» **WORK TO BE COMPLETED**: Wherever a picture appears, skip it and retype the rest of the data exactly.
━━━━━━━━
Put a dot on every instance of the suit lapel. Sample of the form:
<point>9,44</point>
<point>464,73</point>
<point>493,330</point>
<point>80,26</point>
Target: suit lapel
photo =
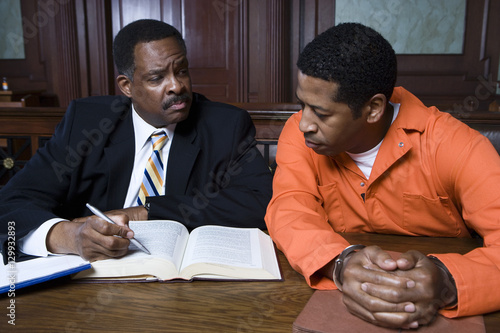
<point>119,155</point>
<point>181,160</point>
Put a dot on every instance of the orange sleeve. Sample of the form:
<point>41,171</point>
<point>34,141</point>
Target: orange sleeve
<point>295,218</point>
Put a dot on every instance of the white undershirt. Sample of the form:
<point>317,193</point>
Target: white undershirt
<point>34,243</point>
<point>365,160</point>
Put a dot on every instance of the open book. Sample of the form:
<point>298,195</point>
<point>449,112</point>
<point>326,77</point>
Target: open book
<point>209,252</point>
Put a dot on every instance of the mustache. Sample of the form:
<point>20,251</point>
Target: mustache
<point>176,99</point>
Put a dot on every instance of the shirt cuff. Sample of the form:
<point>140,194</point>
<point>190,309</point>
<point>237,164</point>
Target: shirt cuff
<point>34,243</point>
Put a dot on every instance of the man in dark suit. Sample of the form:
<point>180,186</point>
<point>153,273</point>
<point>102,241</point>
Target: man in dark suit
<point>214,172</point>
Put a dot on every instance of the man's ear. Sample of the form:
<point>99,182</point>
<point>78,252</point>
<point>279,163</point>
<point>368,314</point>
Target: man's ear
<point>124,84</point>
<point>376,108</point>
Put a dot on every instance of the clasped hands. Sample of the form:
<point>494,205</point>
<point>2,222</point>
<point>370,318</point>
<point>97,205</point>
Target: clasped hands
<point>403,293</point>
<point>92,238</point>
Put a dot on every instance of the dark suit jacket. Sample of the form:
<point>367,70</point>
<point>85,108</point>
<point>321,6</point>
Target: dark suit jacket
<point>215,174</point>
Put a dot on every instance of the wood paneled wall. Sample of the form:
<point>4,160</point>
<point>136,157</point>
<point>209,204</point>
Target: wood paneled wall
<point>239,50</point>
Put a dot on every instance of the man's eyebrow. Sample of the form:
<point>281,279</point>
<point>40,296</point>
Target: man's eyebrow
<point>155,71</point>
<point>315,107</point>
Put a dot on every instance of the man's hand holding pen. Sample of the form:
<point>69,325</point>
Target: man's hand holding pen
<point>92,237</point>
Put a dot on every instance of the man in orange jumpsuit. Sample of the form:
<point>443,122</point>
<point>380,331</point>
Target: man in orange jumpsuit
<point>363,156</point>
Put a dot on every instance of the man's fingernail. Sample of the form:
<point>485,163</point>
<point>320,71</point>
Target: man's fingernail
<point>410,308</point>
<point>410,284</point>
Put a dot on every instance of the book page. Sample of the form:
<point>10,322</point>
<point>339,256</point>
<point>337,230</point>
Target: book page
<point>223,245</point>
<point>165,240</point>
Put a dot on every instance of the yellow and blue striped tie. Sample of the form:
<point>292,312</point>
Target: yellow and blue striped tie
<point>152,182</point>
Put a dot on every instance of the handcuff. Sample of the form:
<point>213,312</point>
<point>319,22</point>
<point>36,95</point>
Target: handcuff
<point>339,263</point>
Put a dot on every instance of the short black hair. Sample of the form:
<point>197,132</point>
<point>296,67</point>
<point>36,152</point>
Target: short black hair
<point>357,58</point>
<point>140,31</point>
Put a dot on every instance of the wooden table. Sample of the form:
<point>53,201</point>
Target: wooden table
<point>200,306</point>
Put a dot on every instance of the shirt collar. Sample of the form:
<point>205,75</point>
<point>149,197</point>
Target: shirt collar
<point>143,130</point>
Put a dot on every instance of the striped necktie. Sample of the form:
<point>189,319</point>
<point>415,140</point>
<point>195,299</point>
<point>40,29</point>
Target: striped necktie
<point>152,182</point>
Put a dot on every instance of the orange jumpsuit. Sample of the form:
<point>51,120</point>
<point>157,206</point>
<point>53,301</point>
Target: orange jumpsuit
<point>433,176</point>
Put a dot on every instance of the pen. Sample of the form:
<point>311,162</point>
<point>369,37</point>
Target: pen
<point>104,217</point>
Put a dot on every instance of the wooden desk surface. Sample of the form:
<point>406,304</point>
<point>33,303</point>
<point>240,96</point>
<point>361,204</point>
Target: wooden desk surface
<point>200,306</point>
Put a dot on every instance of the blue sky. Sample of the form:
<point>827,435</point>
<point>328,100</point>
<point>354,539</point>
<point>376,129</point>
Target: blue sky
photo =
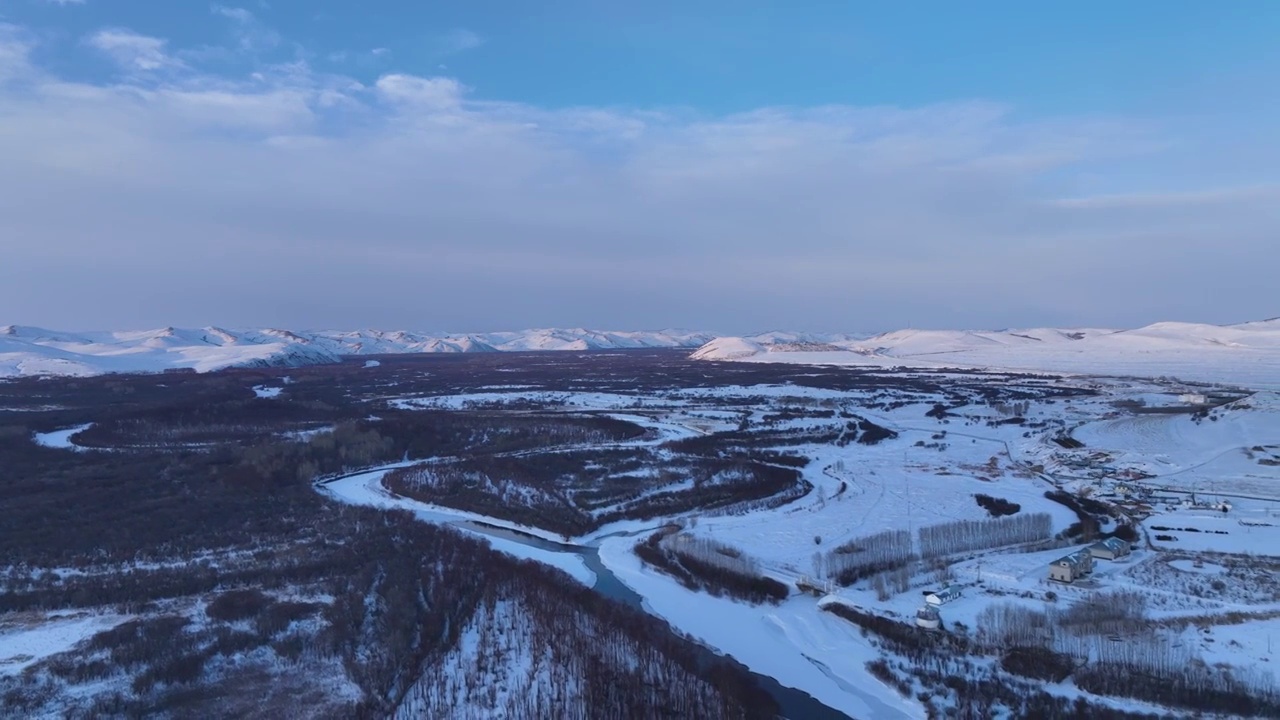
<point>485,165</point>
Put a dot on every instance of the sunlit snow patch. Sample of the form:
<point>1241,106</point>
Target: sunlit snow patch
<point>62,440</point>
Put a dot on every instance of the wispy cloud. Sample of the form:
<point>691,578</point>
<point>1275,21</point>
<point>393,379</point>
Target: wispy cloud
<point>251,35</point>
<point>455,41</point>
<point>333,201</point>
<point>132,50</point>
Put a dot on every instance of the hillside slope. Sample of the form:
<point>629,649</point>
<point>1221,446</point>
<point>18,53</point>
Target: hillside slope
<point>1247,354</point>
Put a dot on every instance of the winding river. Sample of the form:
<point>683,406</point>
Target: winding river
<point>366,488</point>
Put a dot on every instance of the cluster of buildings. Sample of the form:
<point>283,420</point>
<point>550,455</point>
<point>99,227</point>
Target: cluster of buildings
<point>1073,566</point>
<point>928,615</point>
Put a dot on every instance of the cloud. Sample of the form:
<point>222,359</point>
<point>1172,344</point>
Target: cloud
<point>251,35</point>
<point>457,40</point>
<point>300,197</point>
<point>132,50</point>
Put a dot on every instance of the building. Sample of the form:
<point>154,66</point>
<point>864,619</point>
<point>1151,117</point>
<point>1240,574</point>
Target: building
<point>942,596</point>
<point>928,618</point>
<point>1070,568</point>
<point>1110,548</point>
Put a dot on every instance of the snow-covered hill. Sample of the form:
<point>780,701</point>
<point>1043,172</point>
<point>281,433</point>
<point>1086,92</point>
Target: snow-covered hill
<point>1247,352</point>
<point>36,351</point>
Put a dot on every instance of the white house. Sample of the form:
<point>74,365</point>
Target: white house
<point>942,596</point>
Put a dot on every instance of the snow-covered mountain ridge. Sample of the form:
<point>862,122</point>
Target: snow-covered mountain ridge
<point>1246,352</point>
<point>37,351</point>
<point>1242,352</point>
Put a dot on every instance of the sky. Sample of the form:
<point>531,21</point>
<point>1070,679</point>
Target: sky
<point>734,167</point>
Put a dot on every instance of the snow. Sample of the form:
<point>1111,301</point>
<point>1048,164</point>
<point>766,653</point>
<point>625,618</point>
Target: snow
<point>62,440</point>
<point>1247,354</point>
<point>366,488</point>
<point>36,351</point>
<point>796,643</point>
<point>26,639</point>
<point>897,484</point>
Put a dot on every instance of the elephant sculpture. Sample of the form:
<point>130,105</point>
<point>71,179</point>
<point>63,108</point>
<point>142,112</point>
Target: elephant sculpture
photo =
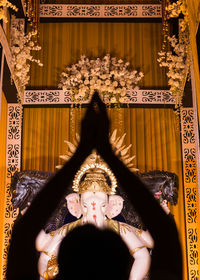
━━━━━━━━
» **ANSWER FOR THIS EXERCISE**:
Put a dot on every instance of the suit lapel. Sample of the form:
<point>9,44</point>
<point>464,73</point>
<point>493,330</point>
<point>80,26</point>
Target: suit lapel
photo =
<point>119,155</point>
<point>181,160</point>
Put a dot on every instance of the orange sleeve. Sample of the form:
<point>41,171</point>
<point>34,141</point>
Target: orange sleeve
<point>295,218</point>
Put a dot on every instance of the white undershirt. Sample of the form:
<point>317,193</point>
Target: white undershirt
<point>34,243</point>
<point>365,160</point>
Put a dot on every instance of the open book. Sample of the form:
<point>298,195</point>
<point>449,112</point>
<point>326,77</point>
Target: open book
<point>209,252</point>
Put a dot on every instance of the mustache. Sample of the form:
<point>20,251</point>
Target: mustache
<point>176,99</point>
Put a dot on every instance of the shirt cuff. Sample of the form:
<point>140,194</point>
<point>190,309</point>
<point>237,164</point>
Target: shirt cuff
<point>34,243</point>
Put a dot on every instance of the man in dark suit. Sample of the form:
<point>180,186</point>
<point>153,273</point>
<point>102,241</point>
Target: man in dark suit
<point>214,172</point>
Put a dot on every instance of the man's ear. Sample of the form:
<point>99,182</point>
<point>78,252</point>
<point>279,163</point>
<point>368,314</point>
Target: man's ear
<point>124,84</point>
<point>376,108</point>
Put a dot on every instance of the clasped hands. Sample of the form:
<point>494,205</point>
<point>2,222</point>
<point>370,318</point>
<point>97,205</point>
Target: clasped hands
<point>403,293</point>
<point>92,238</point>
Put a dot on every instance of the dark suit jacket. Sample of the form:
<point>367,70</point>
<point>85,108</point>
<point>321,6</point>
Target: dark suit jacket
<point>215,174</point>
Put a dot on every instance of the wood paneled wall. Sample of the form:
<point>4,160</point>
<point>136,157</point>
<point>209,204</point>
Target: wood paneled wall
<point>239,50</point>
Put a dot on every instance of the man's eyebrow. Sample of the form:
<point>281,279</point>
<point>40,296</point>
Target: man's eyebrow
<point>155,71</point>
<point>315,107</point>
Put a dot on every instance of the man's hand holding pen. Sample of the form:
<point>69,325</point>
Target: man's hand holding pen
<point>92,237</point>
Put a dot on every instance of the man in orange jumpsuit. Sample of the form:
<point>443,122</point>
<point>380,331</point>
Target: man in orange jumpsuit
<point>363,156</point>
Put a dot on every instance of the man's fingernail. Sample of the form:
<point>485,163</point>
<point>320,71</point>
Target: man's fingernail
<point>410,308</point>
<point>410,284</point>
Put a dot on every instance of the book page. Sample of the form:
<point>10,322</point>
<point>339,256</point>
<point>337,230</point>
Target: book page
<point>223,245</point>
<point>165,240</point>
Put a dot on every instance of the yellow and blue striped tie. Sample of the form:
<point>292,312</point>
Target: yellow and blue striped tie
<point>152,182</point>
Put a dot on every instance of the handcuff. Sample of the form:
<point>213,312</point>
<point>319,22</point>
<point>36,95</point>
Target: handcuff
<point>339,263</point>
Put a dot on every instance of the short black hair. Sample of the form:
<point>197,132</point>
<point>296,67</point>
<point>36,152</point>
Target: short black hair
<point>357,58</point>
<point>140,31</point>
Put a dot on every instance of the wooden table. Sample of the form:
<point>53,201</point>
Target: wooden table
<point>200,306</point>
Put a dot on every instance of the shirt collar. Sample of the form:
<point>205,75</point>
<point>149,197</point>
Target: shirt collar
<point>143,130</point>
Put a dot on every instance of the striped necktie. Sample of the form:
<point>189,319</point>
<point>415,140</point>
<point>195,299</point>
<point>40,29</point>
Target: striped necktie
<point>152,182</point>
Put a dot on every instance of the orange jumpsuit. Sample of the form:
<point>51,120</point>
<point>157,206</point>
<point>53,301</point>
Target: orange jumpsuit
<point>433,176</point>
Put a dot on every instance of the pen. Sample of the form:
<point>311,162</point>
<point>369,37</point>
Target: pen
<point>104,217</point>
Put a dot on every instance of the wooden desk surface. Sample of the form:
<point>406,304</point>
<point>33,303</point>
<point>240,96</point>
<point>361,204</point>
Target: wooden desk surface
<point>200,306</point>
Put a dot on every instance of the blue sky. Sample of the form:
<point>827,435</point>
<point>328,100</point>
<point>354,539</point>
<point>376,129</point>
Target: blue sky
photo =
<point>485,165</point>
Put a dot on every instance of the sunlit snow patch. Sample of the form:
<point>1241,106</point>
Target: sunlit snow patch
<point>62,440</point>
Put a dot on every instance of the wispy cloud. Sample of the form:
<point>691,578</point>
<point>1275,21</point>
<point>393,379</point>
Target: wispy cloud
<point>251,35</point>
<point>455,41</point>
<point>333,201</point>
<point>132,50</point>
Put a dot on every instance of the hillside slope. Sample of the form:
<point>629,649</point>
<point>1221,446</point>
<point>18,53</point>
Target: hillside slope
<point>1247,354</point>
Put a dot on every instance of the winding river. Sample of the form:
<point>683,406</point>
Target: winding river
<point>366,488</point>
Put a dot on every instance of the cluster of buildings. Sample of the form:
<point>283,420</point>
<point>550,455</point>
<point>99,227</point>
Target: cluster of buildings
<point>1073,566</point>
<point>928,615</point>
Put a dot on every instance of the cloud. Sample of the form:
<point>222,359</point>
<point>1172,344</point>
Target: cloud
<point>251,35</point>
<point>457,40</point>
<point>300,197</point>
<point>132,50</point>
Put a dot on every instance of the building. Sample of the form:
<point>154,66</point>
<point>864,619</point>
<point>1151,117</point>
<point>1240,574</point>
Target: building
<point>942,596</point>
<point>928,618</point>
<point>1070,568</point>
<point>1110,548</point>
Put a dot on every instance of the snow-covered hill. Sample of the form:
<point>780,701</point>
<point>1043,172</point>
<point>281,433</point>
<point>1086,92</point>
Target: snow-covered hill
<point>1247,352</point>
<point>36,351</point>
Put a dot on every instance of the white house. Sample of the form:
<point>74,365</point>
Target: white house
<point>942,596</point>
Put a dot on every instance of the snow-covered mountain ridge. Sample of the form:
<point>862,122</point>
Target: snow-covered mountain ridge
<point>1246,352</point>
<point>37,351</point>
<point>1242,352</point>
Put a dot on every instance of the sky. Sample of the form:
<point>531,21</point>
<point>1070,679</point>
Target: sky
<point>734,167</point>
Put a dot on every instance of the snow. Sample of the form:
<point>1111,301</point>
<point>1048,164</point>
<point>766,653</point>
<point>625,618</point>
Target: snow
<point>62,440</point>
<point>1247,354</point>
<point>366,488</point>
<point>36,351</point>
<point>796,643</point>
<point>26,639</point>
<point>897,484</point>
Put a dot on every instance of the elephant sculpture. Sample of the form:
<point>130,105</point>
<point>71,179</point>
<point>63,108</point>
<point>142,112</point>
Target: elephant sculpture
photo =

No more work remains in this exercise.